◆ **DATA EXTRACT**
□ □ □ □ □

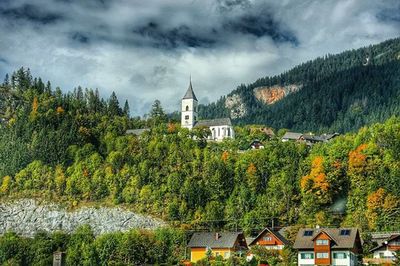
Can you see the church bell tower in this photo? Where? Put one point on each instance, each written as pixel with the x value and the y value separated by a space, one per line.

□ □ □ □ □

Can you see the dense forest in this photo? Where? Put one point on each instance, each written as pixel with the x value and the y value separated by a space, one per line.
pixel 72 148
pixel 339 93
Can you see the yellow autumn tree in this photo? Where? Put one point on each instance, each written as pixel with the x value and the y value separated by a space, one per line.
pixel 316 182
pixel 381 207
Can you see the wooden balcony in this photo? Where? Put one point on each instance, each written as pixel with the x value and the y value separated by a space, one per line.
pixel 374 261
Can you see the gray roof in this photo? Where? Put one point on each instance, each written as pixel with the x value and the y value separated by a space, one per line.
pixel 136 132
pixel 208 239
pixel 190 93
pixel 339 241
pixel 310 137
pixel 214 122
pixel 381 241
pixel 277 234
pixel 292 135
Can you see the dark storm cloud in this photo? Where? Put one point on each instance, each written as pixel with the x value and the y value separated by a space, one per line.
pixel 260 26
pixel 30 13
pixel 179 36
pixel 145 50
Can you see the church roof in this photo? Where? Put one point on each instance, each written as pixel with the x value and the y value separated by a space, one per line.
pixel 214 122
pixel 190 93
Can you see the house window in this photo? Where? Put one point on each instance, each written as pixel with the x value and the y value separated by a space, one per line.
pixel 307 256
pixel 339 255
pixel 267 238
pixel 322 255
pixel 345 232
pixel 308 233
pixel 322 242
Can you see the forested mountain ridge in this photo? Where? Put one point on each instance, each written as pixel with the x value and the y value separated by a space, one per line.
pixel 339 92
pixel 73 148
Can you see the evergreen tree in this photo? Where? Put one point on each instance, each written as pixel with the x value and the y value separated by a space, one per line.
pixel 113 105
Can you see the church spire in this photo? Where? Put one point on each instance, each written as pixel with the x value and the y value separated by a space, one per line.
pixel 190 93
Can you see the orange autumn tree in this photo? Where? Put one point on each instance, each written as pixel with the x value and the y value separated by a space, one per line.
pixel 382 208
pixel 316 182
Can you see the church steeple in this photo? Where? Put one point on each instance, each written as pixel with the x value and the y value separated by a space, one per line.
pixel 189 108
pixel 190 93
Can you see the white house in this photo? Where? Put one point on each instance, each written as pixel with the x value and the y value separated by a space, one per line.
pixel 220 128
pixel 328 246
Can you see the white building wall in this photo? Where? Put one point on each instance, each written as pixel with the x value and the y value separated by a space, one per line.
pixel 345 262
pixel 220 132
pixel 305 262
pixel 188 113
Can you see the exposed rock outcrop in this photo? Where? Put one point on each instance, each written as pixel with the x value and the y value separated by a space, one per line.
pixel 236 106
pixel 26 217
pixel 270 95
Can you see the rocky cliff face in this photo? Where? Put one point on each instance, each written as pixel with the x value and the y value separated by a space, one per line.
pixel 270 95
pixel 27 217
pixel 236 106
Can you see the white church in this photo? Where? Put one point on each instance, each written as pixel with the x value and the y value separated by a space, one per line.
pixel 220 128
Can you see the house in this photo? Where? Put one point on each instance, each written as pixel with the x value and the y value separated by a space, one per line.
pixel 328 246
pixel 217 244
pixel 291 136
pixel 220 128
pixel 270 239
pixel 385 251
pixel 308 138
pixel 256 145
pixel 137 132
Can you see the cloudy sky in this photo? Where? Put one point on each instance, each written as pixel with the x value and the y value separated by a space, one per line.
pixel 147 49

□ □ □ □ □

◆ **TASK GOAL**
Copy only the lines from the one containing "Can you see the rocky" through the one containing "pixel 147 49", swapping "cloudy sky" for "overcast sky" and changing nothing else.

◆ **OUTPUT**
Can you see the rocky cliff face in this photo? Where? Put one point on each instance, each written as pixel with the x value and the y value separated by a space, one per line.
pixel 270 95
pixel 27 217
pixel 236 106
Can you see the white church in this photo? Where? Put one point on each instance, each written as pixel with the x value and the y value separated by a space, one per line.
pixel 220 128
Can you see the house in this photo? Where? Put one point on each instance, each written as pixel with the x value and the y value separated by a space, one per line.
pixel 328 246
pixel 217 244
pixel 291 136
pixel 220 128
pixel 270 239
pixel 385 251
pixel 308 138
pixel 256 145
pixel 137 132
Can you see the overcast sky in this photo? Where? Put one point on each instance, each written as pixel with the x value and the y value separated by a space, one per line.
pixel 147 49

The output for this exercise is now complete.